Exercise: Edit the data from the line containing "of the bare" through the end of the data, inclusive, replacing "white modern building" with "glass office building" and leaving everything else unchanged.

Listing:

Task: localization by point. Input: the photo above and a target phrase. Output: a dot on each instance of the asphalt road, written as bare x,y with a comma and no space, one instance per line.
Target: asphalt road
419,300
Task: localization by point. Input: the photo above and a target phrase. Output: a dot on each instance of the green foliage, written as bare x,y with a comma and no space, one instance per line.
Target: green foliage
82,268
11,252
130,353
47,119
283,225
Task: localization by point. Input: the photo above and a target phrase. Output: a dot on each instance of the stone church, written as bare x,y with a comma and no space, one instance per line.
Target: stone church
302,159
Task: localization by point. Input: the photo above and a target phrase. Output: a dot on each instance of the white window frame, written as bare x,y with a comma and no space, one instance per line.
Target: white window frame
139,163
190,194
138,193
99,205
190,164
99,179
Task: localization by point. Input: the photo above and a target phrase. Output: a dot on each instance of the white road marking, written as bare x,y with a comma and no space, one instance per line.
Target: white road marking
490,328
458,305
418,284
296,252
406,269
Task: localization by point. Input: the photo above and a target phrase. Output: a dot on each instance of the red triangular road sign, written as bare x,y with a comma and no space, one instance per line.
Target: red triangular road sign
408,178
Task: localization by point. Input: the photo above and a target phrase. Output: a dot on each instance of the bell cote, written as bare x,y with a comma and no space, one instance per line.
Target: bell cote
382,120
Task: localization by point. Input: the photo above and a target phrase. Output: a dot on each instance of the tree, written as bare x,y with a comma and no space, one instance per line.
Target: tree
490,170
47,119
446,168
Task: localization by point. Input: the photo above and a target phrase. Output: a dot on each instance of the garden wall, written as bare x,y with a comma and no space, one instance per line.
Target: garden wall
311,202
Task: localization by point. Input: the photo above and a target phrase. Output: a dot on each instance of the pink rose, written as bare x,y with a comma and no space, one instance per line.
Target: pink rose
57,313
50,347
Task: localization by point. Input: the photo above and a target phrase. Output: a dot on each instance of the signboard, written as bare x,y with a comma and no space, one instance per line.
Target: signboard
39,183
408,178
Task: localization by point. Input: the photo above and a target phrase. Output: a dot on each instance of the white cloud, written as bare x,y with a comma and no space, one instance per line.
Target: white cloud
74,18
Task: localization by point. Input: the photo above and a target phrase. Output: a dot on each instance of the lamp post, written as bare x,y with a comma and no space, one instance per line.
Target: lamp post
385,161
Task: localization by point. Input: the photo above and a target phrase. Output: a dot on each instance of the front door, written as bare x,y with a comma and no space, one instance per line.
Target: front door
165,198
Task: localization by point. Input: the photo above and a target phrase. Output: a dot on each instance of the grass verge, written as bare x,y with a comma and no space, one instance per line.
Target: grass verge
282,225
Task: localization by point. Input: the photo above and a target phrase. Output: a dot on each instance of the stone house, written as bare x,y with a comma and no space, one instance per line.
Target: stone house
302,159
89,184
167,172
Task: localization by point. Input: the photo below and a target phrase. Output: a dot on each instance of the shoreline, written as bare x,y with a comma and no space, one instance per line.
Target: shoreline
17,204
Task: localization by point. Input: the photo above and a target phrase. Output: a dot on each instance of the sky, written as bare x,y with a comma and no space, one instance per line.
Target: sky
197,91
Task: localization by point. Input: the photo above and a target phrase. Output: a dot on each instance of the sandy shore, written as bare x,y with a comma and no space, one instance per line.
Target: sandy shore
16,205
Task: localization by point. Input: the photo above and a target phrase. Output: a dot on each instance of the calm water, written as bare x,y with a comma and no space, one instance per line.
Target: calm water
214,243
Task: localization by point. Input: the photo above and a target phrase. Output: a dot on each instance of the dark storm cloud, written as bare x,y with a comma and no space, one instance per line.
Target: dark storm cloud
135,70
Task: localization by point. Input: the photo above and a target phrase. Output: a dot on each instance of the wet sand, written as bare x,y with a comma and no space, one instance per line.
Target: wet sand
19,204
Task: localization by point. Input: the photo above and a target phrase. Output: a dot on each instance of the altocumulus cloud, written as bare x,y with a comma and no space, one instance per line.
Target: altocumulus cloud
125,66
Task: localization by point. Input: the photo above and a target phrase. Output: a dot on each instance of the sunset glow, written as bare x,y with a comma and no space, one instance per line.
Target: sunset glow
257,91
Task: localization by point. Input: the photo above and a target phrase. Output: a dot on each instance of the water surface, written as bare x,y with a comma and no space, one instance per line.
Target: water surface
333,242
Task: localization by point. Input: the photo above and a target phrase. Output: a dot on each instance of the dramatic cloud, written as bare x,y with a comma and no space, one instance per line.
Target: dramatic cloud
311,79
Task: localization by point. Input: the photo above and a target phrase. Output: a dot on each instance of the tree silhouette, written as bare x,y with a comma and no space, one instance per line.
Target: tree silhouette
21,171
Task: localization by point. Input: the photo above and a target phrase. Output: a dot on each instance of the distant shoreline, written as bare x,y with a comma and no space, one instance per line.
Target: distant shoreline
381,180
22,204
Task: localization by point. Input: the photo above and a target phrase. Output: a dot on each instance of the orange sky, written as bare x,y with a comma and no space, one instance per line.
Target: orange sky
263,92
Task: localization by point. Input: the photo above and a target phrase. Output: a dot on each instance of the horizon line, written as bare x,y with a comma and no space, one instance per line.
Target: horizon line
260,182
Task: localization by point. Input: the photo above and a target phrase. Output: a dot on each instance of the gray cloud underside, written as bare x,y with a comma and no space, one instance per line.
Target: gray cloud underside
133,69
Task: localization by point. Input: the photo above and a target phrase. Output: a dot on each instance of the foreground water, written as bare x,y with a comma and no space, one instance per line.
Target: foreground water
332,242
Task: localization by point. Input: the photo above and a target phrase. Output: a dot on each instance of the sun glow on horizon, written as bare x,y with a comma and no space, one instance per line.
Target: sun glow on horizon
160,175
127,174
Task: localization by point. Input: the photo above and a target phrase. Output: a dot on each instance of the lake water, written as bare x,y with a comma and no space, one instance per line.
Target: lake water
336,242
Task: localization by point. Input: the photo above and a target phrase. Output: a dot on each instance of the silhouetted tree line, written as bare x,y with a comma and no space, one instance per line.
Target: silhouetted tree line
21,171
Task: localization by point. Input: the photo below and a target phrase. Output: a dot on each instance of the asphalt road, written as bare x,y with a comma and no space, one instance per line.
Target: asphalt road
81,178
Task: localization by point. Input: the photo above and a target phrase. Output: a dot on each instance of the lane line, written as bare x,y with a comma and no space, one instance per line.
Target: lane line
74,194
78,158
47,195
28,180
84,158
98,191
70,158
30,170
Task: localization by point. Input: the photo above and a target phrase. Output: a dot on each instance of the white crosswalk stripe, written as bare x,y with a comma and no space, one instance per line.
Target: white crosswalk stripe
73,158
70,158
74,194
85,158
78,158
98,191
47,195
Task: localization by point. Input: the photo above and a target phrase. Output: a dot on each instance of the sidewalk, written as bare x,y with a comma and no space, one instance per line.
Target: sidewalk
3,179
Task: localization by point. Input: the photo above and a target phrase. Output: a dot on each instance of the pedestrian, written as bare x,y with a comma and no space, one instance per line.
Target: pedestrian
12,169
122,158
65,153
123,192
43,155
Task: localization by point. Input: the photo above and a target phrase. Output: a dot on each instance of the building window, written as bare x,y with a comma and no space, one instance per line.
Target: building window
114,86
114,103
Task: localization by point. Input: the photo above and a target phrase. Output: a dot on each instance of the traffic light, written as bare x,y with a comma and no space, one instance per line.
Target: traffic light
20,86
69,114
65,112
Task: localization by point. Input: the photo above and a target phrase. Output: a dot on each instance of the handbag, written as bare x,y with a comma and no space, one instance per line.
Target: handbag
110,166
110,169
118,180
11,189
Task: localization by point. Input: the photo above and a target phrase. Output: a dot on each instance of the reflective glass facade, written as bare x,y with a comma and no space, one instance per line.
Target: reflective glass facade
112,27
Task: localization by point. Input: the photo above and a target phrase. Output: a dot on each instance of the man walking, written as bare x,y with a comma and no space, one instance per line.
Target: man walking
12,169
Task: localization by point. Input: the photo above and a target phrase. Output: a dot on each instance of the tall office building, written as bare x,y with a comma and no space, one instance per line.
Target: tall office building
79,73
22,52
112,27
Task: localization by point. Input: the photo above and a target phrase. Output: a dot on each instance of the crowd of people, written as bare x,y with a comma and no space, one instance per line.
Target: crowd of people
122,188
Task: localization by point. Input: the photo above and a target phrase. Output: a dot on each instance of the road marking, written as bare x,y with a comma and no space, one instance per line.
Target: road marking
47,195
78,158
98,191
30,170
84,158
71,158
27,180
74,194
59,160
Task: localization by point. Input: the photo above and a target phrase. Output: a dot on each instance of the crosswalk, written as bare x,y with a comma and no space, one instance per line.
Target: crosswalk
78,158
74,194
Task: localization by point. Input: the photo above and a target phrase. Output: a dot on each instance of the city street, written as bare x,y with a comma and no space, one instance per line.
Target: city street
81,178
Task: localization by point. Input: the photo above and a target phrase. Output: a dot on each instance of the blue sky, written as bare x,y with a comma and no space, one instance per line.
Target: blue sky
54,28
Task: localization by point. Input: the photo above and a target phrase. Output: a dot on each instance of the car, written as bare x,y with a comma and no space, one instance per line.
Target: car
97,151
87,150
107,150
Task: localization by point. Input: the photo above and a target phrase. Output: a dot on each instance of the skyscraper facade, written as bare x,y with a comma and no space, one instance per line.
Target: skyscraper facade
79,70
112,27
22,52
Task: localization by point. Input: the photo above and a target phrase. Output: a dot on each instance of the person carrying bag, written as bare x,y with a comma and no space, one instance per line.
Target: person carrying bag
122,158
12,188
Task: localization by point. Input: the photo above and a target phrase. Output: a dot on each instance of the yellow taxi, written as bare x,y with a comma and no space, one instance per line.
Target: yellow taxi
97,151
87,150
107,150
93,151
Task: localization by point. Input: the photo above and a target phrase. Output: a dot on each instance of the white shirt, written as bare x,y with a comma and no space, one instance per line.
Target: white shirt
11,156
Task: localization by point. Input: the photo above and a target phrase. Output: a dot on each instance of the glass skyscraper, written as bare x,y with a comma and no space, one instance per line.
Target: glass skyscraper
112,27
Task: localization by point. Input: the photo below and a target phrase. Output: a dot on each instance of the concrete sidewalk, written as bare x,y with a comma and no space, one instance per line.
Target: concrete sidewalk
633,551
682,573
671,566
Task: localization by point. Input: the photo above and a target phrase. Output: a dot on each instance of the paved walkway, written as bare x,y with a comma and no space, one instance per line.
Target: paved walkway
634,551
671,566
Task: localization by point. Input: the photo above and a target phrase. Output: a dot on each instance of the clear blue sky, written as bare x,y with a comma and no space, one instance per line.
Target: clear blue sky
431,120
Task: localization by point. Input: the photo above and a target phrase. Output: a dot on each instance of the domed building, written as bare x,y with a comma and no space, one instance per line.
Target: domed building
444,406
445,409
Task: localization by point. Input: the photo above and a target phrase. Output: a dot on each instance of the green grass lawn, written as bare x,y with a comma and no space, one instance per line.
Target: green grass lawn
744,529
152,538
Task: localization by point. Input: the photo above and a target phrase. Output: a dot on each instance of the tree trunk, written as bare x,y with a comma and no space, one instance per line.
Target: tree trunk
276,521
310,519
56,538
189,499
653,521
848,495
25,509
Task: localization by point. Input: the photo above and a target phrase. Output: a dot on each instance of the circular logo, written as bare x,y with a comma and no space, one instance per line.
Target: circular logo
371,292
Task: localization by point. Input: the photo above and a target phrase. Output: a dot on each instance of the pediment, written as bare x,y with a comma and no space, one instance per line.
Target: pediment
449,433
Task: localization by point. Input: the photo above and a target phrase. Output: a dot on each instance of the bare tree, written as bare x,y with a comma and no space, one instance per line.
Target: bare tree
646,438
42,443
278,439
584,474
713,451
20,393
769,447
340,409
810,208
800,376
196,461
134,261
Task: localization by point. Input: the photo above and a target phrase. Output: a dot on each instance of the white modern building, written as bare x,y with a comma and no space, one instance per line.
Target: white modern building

Output of the task:
Task: localization by point. Input: the photo above and a target phrase. Output: a dot on each instance of the bare tree, written as bare x,y with a comma and no space, one instance per line.
Target: bare tree
646,438
42,443
278,439
584,474
713,451
20,393
769,447
340,409
810,208
800,376
196,461
134,261
Task: localization by point. Input: the photo above and a target phrase. Output: a dot on each instance of the glass office building, written as bare x,y with a comma and no space, one instance per line.
Target: glass office building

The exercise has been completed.